--- TASK BRIEF ---
Update the entries from the beginning through the line containing "[[309, 547], [487, 530], [888, 516]]", inclusive, by writing those lines out again with every occurrence of "keypoint" changed to "landmark" and nothing else altered.

--- EXCERPTED RECORDS ---
(begin)
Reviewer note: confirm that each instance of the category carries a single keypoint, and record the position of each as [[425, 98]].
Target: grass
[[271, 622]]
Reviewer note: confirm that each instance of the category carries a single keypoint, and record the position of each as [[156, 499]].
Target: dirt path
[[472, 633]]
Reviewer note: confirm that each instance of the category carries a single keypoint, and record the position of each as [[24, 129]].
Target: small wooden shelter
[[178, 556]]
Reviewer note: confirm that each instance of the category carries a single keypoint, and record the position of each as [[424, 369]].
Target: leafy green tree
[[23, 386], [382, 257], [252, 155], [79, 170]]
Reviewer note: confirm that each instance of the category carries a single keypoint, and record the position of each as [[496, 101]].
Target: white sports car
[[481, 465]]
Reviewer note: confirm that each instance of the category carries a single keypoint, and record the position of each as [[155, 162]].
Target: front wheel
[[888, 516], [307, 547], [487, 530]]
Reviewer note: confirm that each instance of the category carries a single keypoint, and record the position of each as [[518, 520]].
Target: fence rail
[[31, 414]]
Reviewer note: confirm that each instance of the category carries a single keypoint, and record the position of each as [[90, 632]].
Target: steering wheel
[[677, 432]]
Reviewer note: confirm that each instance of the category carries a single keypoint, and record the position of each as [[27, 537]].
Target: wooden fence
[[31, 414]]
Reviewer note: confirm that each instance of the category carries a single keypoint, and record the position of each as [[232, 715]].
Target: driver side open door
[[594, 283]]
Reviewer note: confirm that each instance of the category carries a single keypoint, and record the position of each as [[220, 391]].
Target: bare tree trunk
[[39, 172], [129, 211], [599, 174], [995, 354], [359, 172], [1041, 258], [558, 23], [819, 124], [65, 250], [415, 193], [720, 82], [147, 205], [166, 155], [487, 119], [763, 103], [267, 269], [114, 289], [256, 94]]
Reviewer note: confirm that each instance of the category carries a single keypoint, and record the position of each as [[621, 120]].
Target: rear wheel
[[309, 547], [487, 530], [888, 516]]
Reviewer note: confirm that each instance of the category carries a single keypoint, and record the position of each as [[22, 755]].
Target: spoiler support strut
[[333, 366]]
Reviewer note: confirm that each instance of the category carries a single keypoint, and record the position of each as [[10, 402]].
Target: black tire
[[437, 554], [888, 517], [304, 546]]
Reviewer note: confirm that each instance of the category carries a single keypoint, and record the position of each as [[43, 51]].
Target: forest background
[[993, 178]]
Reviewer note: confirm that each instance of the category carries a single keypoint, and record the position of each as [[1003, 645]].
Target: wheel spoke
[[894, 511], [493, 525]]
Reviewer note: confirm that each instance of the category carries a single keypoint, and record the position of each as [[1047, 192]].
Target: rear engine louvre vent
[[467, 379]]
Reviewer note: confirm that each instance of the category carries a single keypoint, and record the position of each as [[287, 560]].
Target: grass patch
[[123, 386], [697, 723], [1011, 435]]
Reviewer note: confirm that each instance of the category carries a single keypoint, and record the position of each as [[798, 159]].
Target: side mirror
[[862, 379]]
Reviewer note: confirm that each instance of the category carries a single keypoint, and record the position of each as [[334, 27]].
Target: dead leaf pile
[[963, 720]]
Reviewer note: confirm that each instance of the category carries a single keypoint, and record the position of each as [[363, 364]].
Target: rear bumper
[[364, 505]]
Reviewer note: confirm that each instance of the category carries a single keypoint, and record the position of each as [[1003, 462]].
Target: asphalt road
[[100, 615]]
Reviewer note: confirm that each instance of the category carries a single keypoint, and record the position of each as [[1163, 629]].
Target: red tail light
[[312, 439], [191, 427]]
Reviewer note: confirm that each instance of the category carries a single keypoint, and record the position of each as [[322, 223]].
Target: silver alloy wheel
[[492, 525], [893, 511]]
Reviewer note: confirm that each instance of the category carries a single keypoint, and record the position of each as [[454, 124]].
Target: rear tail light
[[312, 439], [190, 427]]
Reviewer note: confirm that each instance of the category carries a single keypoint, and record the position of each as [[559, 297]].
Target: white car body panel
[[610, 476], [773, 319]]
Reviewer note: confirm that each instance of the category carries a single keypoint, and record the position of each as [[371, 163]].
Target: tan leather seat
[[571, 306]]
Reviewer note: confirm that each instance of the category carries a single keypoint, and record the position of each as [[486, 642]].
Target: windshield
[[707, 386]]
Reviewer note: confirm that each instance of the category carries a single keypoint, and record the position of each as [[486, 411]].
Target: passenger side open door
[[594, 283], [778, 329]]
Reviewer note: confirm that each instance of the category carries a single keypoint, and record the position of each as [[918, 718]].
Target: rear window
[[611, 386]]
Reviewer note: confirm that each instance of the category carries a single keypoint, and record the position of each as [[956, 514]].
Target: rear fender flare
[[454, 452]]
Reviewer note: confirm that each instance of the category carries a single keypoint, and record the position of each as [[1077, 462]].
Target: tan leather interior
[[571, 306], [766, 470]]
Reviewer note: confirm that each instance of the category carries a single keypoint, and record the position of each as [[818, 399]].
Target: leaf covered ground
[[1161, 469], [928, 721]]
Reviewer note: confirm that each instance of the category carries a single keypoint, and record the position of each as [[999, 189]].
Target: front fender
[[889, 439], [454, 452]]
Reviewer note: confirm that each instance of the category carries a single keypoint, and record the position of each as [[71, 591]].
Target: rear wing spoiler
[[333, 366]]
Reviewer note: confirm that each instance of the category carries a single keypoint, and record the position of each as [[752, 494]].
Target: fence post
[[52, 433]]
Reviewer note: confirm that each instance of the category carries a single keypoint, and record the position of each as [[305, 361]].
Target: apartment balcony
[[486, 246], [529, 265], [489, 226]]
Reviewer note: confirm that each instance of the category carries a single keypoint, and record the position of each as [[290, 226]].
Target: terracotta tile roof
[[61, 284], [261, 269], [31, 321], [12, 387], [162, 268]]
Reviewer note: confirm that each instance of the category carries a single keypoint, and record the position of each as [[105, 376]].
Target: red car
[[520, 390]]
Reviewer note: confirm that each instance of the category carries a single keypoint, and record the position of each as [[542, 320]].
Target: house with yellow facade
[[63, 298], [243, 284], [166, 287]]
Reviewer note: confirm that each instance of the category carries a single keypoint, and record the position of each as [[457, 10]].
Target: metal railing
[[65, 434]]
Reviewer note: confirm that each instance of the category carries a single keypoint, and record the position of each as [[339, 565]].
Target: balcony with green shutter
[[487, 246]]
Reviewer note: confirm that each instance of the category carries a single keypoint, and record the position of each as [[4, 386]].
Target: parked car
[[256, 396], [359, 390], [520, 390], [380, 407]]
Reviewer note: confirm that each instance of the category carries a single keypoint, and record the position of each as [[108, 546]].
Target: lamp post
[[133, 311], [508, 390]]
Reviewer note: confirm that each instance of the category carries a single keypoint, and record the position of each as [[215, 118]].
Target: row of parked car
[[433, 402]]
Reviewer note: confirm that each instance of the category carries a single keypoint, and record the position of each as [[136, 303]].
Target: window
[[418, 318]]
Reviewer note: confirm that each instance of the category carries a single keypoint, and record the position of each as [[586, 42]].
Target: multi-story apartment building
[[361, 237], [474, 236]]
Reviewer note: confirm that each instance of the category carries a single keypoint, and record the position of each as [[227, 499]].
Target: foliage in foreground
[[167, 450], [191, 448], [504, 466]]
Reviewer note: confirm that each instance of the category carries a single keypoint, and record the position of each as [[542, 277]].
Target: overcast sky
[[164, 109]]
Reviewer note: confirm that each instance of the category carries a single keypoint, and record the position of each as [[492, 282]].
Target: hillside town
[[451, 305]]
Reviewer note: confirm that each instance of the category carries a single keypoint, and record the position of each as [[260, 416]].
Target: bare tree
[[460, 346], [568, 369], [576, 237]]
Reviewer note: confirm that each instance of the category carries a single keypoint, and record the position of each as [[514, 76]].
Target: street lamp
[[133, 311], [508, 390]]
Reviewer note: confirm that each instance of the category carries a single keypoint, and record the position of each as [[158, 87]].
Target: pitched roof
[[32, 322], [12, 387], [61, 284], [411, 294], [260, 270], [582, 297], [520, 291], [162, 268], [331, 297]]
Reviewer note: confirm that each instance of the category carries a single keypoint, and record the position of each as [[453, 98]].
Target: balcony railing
(end)
--- OUTPUT FOR THIS EXERCISE ---
Reviewer note: confirm that each instance of the category carries a single landmark, and record the position of each as [[425, 98]].
Target: grass
[[271, 622]]
Reviewer note: confirm that each instance of the category carries a single landmark, and record the position of each as [[156, 499]].
Target: dirt path
[[472, 633]]
Reviewer note: confirm that each instance of the category carries a single landmark, and record the position of each as [[24, 129]].
Target: small wooden shelter
[[178, 556]]
Reviewer note: confirm that each instance of the category carries a single landmark, and record the position of each as [[424, 369]].
Target: leafy green tree
[[23, 386], [382, 257], [252, 155], [79, 170]]
Reviewer note: confirm that each instance of the category carries a single landmark, and record the position of each as [[496, 101]].
Target: white sports car
[[481, 465]]
Reviewer note: confirm that each instance of the category carries a single landmark, and record the position of each as [[155, 162]].
Target: front wheel
[[888, 516], [307, 547], [487, 530]]
Reviewer note: confirm that each instance of the category carries a single landmark, and record the position of each as [[518, 520]].
Target: fence rail
[[31, 414]]
Reviewer note: confirm that each instance of the category carries a single landmark, and record the position of each as [[90, 632]].
Target: steering wheel
[[677, 432]]
Reviewer note: confirm that each instance of the category carries a single landmark, and record the position of each as [[27, 537]].
Target: wooden fence
[[31, 414]]
Reviewer note: confirm that each instance of the category carries a single landmark, and record the position of each as [[232, 715]].
Target: driver side open door
[[594, 283]]
Reviewer note: confirm that each instance of the category carries a single landmark, and record the position of each as [[220, 391]].
Target: bare tree trunk
[[39, 172], [129, 211], [599, 174], [995, 354], [359, 172], [1041, 258], [558, 23], [819, 124], [65, 250], [415, 193], [720, 82], [147, 205], [166, 155], [487, 119], [763, 103], [267, 269], [114, 289], [256, 94]]
Reviewer note: confirm that each instance of the category carries a single landmark, and record the position of each as [[621, 120]].
Target: rear wheel
[[309, 547], [487, 530], [888, 516]]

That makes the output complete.